Going down the data below, set down exactly the line with "box: [516, 778, 591, 946]" and each line after it through the line with "box: [931, 501, 970, 638]"; no other lines.

▸ **Collected data**:
□ □ □ □ □
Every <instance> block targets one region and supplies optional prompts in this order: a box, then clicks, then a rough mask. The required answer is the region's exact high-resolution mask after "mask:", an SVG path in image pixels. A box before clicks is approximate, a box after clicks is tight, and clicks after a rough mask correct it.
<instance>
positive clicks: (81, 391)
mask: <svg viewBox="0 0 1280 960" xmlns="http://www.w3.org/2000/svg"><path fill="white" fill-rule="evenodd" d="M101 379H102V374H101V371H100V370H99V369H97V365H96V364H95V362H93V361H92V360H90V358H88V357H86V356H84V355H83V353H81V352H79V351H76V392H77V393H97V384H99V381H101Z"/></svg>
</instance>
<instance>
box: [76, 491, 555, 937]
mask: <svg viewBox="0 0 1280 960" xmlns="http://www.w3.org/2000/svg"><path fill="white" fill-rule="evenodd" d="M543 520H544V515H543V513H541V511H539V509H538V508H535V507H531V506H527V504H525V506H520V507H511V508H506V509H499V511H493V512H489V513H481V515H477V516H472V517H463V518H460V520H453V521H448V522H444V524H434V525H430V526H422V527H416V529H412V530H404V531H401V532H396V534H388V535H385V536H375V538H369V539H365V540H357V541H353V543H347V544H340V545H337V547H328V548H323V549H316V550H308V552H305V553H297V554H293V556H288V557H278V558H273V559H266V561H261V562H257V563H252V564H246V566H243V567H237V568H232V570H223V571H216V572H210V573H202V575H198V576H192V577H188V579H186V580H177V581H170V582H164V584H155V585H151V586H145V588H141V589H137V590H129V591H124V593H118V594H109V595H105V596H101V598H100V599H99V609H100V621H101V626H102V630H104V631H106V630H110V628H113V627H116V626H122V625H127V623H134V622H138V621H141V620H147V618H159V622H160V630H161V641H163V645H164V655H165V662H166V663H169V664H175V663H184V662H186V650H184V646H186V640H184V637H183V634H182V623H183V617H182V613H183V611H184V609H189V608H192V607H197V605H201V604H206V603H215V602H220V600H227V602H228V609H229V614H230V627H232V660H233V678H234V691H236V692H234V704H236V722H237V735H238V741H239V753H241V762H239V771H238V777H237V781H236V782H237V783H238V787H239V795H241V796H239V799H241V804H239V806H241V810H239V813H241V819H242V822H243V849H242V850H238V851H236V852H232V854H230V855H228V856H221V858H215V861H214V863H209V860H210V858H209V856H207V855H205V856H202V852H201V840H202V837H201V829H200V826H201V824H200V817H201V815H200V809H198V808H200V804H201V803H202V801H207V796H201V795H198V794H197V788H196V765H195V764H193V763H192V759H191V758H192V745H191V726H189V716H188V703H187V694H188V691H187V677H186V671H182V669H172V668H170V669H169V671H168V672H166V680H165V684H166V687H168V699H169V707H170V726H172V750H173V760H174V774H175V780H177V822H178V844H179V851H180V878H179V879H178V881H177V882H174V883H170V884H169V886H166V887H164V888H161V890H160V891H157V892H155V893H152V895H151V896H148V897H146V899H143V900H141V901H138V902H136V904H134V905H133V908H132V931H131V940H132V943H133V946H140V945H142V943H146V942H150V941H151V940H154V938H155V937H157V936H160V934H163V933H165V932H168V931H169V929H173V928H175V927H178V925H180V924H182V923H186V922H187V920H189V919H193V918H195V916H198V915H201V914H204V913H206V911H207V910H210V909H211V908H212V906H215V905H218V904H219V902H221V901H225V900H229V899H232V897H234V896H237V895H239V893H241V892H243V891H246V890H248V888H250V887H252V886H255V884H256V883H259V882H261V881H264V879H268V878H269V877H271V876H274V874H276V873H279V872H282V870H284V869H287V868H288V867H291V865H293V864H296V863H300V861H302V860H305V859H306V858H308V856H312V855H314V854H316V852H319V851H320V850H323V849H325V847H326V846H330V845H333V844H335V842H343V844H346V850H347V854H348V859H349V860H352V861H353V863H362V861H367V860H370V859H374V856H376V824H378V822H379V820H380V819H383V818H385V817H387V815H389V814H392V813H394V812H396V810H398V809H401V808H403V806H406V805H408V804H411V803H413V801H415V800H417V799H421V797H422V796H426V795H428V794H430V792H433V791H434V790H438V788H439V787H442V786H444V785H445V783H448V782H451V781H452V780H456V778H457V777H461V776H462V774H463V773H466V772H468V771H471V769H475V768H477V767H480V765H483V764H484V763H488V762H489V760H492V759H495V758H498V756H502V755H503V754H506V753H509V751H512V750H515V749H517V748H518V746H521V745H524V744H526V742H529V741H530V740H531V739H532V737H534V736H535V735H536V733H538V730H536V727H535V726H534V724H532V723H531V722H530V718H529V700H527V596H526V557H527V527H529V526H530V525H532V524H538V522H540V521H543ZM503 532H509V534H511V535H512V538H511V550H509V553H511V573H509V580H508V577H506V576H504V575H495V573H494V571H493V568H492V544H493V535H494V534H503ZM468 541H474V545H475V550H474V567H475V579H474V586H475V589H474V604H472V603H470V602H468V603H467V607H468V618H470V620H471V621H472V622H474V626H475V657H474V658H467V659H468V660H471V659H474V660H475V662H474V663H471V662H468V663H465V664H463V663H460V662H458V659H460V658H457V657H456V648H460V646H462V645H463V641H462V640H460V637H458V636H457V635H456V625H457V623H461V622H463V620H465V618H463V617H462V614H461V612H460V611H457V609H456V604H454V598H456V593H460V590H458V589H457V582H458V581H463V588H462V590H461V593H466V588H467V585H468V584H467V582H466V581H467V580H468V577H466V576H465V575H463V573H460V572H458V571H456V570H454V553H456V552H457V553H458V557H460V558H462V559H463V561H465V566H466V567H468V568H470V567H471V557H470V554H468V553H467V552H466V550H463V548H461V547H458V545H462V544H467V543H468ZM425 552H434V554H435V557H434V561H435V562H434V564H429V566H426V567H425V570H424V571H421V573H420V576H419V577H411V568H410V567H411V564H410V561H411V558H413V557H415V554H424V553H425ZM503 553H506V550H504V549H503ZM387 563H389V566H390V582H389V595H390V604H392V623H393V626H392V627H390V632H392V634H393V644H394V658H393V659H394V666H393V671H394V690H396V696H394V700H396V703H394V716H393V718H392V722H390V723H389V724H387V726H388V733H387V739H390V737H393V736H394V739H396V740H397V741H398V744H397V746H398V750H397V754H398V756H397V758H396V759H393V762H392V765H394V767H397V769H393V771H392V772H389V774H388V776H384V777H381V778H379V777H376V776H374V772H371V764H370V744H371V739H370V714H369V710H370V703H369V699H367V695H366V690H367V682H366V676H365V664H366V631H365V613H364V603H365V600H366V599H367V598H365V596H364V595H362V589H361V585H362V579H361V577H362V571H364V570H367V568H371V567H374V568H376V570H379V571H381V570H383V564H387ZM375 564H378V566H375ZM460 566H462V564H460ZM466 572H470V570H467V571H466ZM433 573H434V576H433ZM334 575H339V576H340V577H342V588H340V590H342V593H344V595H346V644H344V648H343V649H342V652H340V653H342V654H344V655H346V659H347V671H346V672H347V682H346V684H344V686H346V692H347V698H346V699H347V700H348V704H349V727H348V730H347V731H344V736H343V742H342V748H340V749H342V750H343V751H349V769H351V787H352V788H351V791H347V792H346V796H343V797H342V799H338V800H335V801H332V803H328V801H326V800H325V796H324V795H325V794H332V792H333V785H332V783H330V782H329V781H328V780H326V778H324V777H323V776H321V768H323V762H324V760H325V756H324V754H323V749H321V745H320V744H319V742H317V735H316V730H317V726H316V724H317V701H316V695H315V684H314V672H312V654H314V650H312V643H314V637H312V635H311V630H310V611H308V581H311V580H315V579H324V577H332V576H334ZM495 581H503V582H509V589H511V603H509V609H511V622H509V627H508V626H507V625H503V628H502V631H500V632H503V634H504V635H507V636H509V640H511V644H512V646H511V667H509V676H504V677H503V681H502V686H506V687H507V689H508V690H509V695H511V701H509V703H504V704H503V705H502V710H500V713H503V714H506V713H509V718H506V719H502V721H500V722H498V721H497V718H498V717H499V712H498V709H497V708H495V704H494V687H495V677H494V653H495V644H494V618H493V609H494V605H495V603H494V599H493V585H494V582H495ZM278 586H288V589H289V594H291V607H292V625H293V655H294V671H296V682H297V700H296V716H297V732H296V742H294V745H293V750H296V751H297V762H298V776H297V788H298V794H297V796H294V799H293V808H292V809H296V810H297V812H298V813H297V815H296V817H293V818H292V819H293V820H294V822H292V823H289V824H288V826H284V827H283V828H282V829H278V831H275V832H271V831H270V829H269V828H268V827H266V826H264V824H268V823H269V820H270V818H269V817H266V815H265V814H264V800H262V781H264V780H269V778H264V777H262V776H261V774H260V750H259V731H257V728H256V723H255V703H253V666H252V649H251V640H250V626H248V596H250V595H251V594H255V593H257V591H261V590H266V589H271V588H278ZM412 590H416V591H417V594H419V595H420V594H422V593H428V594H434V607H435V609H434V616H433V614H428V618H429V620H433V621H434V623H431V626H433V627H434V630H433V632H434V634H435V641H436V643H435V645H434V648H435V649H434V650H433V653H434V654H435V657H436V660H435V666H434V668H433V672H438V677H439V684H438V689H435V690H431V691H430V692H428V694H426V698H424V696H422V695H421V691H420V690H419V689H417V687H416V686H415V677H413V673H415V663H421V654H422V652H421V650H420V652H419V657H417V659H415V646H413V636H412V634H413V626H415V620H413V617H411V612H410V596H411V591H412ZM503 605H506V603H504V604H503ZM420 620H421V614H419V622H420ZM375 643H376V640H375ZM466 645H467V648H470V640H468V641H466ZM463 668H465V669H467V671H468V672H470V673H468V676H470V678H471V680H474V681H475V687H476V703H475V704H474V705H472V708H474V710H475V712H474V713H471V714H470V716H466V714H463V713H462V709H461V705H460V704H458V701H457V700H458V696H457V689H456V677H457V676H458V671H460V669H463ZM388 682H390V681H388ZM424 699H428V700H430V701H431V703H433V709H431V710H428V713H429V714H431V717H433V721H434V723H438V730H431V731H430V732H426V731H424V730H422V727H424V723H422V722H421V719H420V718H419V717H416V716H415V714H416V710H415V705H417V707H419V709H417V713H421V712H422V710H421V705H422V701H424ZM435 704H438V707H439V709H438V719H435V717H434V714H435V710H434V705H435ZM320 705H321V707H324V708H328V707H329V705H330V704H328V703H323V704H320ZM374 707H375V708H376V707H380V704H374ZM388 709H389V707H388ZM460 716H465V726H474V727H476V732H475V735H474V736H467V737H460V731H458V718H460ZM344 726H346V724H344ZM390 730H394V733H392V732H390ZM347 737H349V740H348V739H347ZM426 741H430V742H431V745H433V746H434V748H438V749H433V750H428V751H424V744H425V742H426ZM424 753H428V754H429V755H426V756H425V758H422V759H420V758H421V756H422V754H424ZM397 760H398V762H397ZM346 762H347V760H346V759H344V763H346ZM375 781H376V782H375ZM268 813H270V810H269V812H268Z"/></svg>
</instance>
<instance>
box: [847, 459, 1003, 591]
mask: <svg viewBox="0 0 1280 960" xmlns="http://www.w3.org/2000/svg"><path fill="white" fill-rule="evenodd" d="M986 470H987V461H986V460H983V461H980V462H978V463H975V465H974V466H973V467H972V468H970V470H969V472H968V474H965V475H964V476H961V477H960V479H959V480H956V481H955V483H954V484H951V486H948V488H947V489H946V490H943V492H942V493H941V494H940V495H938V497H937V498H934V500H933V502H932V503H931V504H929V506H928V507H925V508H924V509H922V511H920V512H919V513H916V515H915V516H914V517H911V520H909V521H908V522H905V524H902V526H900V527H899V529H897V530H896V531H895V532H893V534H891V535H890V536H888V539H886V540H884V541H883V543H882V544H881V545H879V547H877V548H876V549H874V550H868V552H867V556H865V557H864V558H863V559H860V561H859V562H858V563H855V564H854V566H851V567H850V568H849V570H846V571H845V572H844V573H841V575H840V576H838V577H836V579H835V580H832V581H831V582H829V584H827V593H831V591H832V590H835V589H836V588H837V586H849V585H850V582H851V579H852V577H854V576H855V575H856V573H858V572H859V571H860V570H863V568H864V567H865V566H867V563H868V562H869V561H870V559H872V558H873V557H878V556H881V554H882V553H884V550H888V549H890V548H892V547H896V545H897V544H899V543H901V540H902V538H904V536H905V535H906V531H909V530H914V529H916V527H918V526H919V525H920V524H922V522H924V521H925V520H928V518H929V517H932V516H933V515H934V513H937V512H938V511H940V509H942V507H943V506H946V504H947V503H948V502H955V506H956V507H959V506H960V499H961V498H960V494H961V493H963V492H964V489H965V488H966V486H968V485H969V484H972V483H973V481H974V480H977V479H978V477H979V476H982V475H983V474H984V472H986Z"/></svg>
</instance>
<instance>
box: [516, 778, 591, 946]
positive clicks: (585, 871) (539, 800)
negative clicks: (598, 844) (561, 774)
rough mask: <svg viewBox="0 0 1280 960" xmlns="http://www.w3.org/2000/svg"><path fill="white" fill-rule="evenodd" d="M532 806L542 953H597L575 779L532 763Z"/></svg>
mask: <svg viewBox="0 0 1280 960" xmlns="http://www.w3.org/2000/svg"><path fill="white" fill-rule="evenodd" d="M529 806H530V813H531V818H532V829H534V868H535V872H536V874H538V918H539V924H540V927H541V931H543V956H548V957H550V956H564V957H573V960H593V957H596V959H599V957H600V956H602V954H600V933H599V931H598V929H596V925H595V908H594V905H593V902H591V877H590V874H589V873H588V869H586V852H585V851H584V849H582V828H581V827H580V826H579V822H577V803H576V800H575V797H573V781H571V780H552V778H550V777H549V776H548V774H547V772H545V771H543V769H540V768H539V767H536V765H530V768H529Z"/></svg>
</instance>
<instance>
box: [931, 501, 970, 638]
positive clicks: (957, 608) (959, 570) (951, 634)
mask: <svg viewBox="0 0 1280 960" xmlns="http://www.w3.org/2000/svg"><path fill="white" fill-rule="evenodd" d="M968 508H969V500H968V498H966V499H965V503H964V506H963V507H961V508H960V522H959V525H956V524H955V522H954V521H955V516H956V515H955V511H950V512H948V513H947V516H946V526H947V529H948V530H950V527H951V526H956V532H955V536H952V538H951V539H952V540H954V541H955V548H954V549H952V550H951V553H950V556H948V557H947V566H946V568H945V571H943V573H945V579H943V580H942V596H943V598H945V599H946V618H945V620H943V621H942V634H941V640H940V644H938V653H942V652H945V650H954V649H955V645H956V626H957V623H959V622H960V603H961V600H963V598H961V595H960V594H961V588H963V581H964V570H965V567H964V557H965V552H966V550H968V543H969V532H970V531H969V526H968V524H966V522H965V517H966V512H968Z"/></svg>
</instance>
□ □ □ □ □
▸ **Written solution**:
box: [516, 778, 591, 946]
positive clicks: (585, 871) (539, 800)
negative clicks: (598, 844) (561, 774)
rough mask: <svg viewBox="0 0 1280 960" xmlns="http://www.w3.org/2000/svg"><path fill="white" fill-rule="evenodd" d="M532 806L542 953H597L575 779L532 763Z"/></svg>
mask: <svg viewBox="0 0 1280 960" xmlns="http://www.w3.org/2000/svg"><path fill="white" fill-rule="evenodd" d="M529 806H530V813H531V818H532V829H534V868H535V872H536V874H538V918H539V924H540V927H541V931H543V956H548V957H550V956H564V957H573V960H593V957H596V959H599V957H600V956H602V954H600V933H599V931H598V929H596V925H595V908H594V905H593V902H591V877H590V874H589V873H588V869H586V852H585V851H584V849H582V828H581V827H580V826H579V822H577V803H576V800H575V797H573V781H571V780H552V778H550V777H549V776H548V774H547V772H545V771H543V769H540V768H539V767H536V765H530V768H529Z"/></svg>
</instance>
<instance>
box: [931, 501, 970, 638]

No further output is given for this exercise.